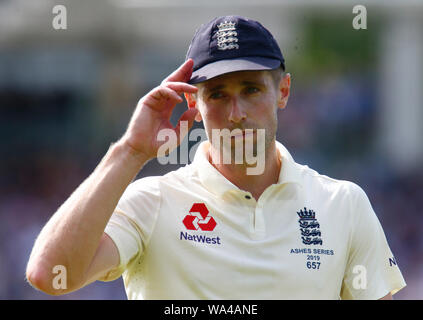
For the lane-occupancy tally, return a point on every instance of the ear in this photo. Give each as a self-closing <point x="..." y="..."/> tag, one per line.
<point x="192" y="103"/>
<point x="284" y="90"/>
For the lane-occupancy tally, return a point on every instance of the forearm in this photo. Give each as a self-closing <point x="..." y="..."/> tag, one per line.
<point x="72" y="235"/>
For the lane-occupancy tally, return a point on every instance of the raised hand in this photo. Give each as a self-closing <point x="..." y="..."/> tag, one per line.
<point x="154" y="110"/>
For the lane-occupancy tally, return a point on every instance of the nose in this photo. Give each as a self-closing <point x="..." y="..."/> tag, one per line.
<point x="236" y="114"/>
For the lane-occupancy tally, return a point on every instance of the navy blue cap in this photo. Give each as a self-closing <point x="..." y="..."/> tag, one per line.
<point x="232" y="43"/>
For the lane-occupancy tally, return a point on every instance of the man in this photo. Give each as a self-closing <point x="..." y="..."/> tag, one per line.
<point x="210" y="230"/>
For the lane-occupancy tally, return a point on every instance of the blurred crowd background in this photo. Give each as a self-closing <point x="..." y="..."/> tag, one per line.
<point x="355" y="111"/>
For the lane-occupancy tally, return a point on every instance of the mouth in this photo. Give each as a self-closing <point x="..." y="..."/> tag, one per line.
<point x="244" y="134"/>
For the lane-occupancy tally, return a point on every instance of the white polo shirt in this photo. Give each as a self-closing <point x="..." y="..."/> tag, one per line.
<point x="192" y="234"/>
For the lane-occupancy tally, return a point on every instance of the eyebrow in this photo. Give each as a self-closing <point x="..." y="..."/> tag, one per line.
<point x="212" y="88"/>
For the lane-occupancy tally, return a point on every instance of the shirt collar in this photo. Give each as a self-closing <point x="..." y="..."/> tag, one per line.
<point x="215" y="182"/>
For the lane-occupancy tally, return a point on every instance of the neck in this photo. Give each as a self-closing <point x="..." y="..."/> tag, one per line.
<point x="253" y="183"/>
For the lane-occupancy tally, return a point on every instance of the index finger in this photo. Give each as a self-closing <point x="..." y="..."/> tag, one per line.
<point x="182" y="74"/>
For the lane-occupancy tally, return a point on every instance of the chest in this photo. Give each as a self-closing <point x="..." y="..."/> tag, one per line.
<point x="291" y="249"/>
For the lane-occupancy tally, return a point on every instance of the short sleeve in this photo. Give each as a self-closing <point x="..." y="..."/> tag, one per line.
<point x="132" y="223"/>
<point x="371" y="271"/>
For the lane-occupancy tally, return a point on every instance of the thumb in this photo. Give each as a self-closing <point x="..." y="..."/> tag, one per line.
<point x="186" y="121"/>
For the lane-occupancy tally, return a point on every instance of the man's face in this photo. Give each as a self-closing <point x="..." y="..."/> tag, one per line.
<point x="241" y="100"/>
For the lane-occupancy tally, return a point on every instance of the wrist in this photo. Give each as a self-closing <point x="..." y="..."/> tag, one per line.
<point x="135" y="156"/>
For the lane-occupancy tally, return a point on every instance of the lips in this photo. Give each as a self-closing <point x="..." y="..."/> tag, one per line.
<point x="244" y="133"/>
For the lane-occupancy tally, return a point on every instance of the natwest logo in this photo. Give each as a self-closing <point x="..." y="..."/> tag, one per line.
<point x="198" y="218"/>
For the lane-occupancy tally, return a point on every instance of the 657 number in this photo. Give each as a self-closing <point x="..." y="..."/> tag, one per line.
<point x="313" y="265"/>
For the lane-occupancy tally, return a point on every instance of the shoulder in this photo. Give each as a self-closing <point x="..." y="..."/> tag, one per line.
<point x="323" y="185"/>
<point x="155" y="183"/>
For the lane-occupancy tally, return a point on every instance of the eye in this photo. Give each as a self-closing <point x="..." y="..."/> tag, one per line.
<point x="252" y="90"/>
<point x="216" y="95"/>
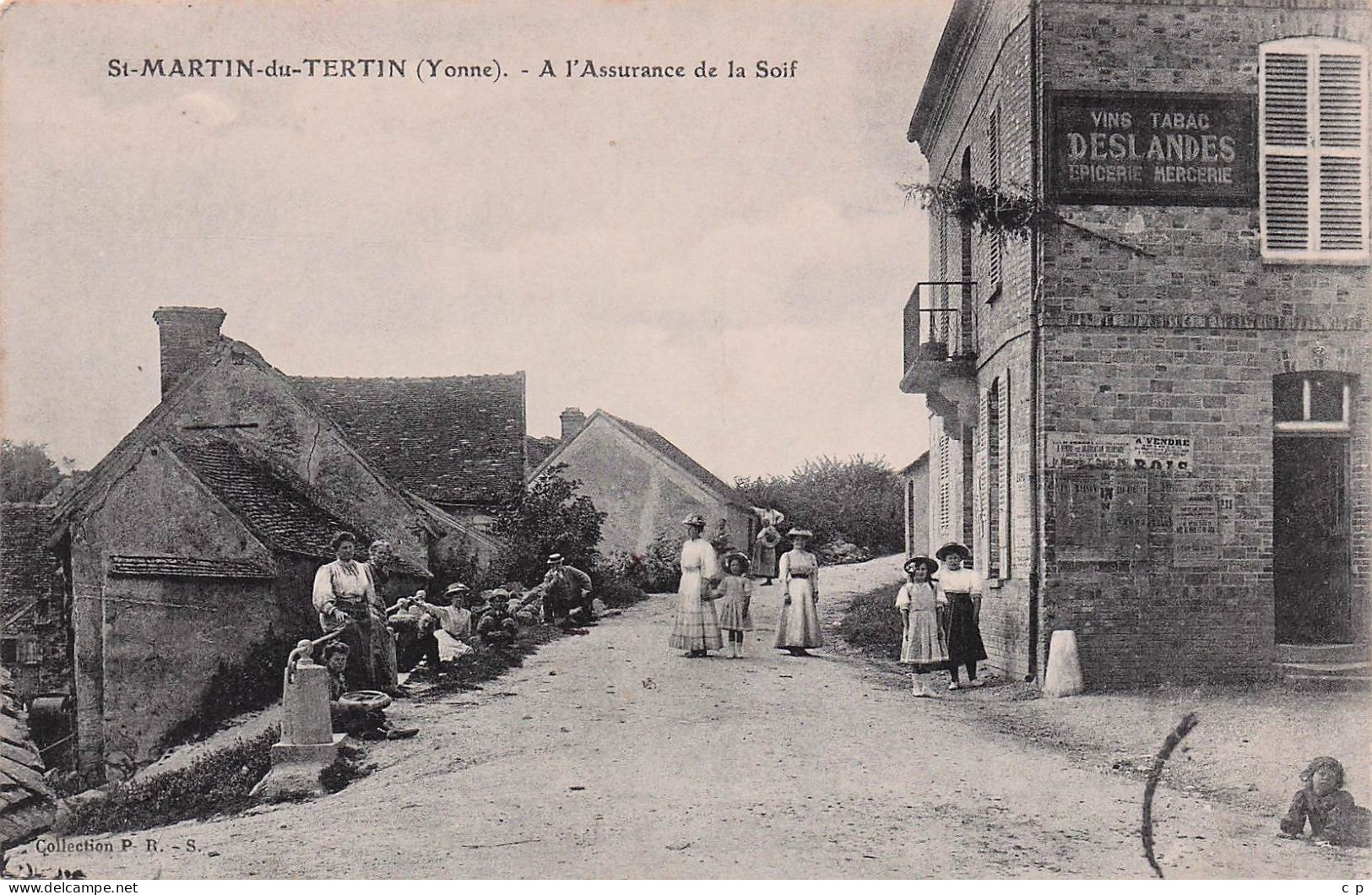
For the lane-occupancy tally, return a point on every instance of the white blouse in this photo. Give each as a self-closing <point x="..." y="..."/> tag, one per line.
<point x="961" y="581"/>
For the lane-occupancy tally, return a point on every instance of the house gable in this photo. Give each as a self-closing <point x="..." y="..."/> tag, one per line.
<point x="454" y="441"/>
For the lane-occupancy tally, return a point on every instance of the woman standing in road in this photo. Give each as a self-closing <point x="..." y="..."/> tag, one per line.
<point x="962" y="590"/>
<point x="696" y="627"/>
<point x="797" y="623"/>
<point x="344" y="596"/>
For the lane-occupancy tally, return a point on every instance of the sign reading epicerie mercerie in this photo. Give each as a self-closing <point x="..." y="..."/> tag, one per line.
<point x="1152" y="149"/>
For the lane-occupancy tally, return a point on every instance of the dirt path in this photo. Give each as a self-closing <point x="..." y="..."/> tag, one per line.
<point x="612" y="757"/>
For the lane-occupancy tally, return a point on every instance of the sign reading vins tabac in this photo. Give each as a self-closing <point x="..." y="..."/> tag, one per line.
<point x="1152" y="149"/>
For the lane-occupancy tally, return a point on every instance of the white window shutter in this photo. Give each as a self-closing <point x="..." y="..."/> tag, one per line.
<point x="1342" y="158"/>
<point x="1312" y="111"/>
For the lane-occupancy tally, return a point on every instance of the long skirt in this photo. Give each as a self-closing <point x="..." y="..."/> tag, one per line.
<point x="924" y="647"/>
<point x="797" y="622"/>
<point x="963" y="636"/>
<point x="696" y="626"/>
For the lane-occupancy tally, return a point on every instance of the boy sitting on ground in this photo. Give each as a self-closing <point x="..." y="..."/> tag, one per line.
<point x="1330" y="809"/>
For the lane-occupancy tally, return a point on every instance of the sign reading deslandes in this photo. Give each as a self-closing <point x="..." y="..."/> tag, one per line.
<point x="1152" y="149"/>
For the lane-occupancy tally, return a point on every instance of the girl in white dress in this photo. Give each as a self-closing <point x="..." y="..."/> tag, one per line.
<point x="922" y="644"/>
<point x="797" y="623"/>
<point x="735" y="596"/>
<point x="961" y="590"/>
<point x="696" y="627"/>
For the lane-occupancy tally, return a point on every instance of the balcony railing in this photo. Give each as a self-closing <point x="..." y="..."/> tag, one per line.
<point x="939" y="322"/>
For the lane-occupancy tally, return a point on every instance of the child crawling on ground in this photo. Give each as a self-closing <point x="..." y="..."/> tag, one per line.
<point x="1334" y="818"/>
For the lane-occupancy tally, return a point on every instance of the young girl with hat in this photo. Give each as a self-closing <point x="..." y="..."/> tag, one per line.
<point x="922" y="644"/>
<point x="961" y="590"/>
<point x="735" y="596"/>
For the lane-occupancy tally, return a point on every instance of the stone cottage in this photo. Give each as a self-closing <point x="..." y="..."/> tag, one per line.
<point x="193" y="545"/>
<point x="33" y="611"/>
<point x="643" y="484"/>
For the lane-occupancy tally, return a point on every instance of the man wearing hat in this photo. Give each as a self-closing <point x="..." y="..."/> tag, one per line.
<point x="566" y="594"/>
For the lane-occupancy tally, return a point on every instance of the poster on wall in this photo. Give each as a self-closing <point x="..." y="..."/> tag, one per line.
<point x="1168" y="453"/>
<point x="1152" y="149"/>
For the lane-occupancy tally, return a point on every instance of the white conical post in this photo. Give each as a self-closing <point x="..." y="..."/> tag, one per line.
<point x="1064" y="675"/>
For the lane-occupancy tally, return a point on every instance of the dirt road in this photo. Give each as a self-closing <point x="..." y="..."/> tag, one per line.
<point x="610" y="755"/>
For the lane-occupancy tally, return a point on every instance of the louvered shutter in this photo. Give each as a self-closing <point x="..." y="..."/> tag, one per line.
<point x="1313" y="150"/>
<point x="998" y="238"/>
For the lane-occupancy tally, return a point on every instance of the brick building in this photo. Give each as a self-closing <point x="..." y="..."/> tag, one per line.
<point x="643" y="484"/>
<point x="33" y="607"/>
<point x="1150" y="407"/>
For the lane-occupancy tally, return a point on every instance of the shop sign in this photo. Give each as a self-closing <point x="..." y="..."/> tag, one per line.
<point x="1152" y="149"/>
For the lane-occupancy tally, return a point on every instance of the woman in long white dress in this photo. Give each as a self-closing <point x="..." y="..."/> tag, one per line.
<point x="797" y="623"/>
<point x="696" y="627"/>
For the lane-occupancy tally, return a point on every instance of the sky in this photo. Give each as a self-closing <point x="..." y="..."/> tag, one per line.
-=-=-
Everything from the line that contains "of the shop" through the end of the records must be duplicated exactly, and nothing outside that range.

For the lane-occupancy tally, return a point on every instance of the shop sign in this photo. Give each as a self-closing <point x="..." y="..."/> tag, one per line.
<point x="1152" y="149"/>
For the lane-occupancy tally, return a point on every instance of the woman in long white dress in this photo. Give each as a self-closing <point x="..." y="..."/> tag, one per line.
<point x="797" y="623"/>
<point x="696" y="627"/>
For the lane-occupancy tally, return a point on every instance of the sky in this photo. Give each as a self-closing <point x="..." y="..."/> tag, one per line.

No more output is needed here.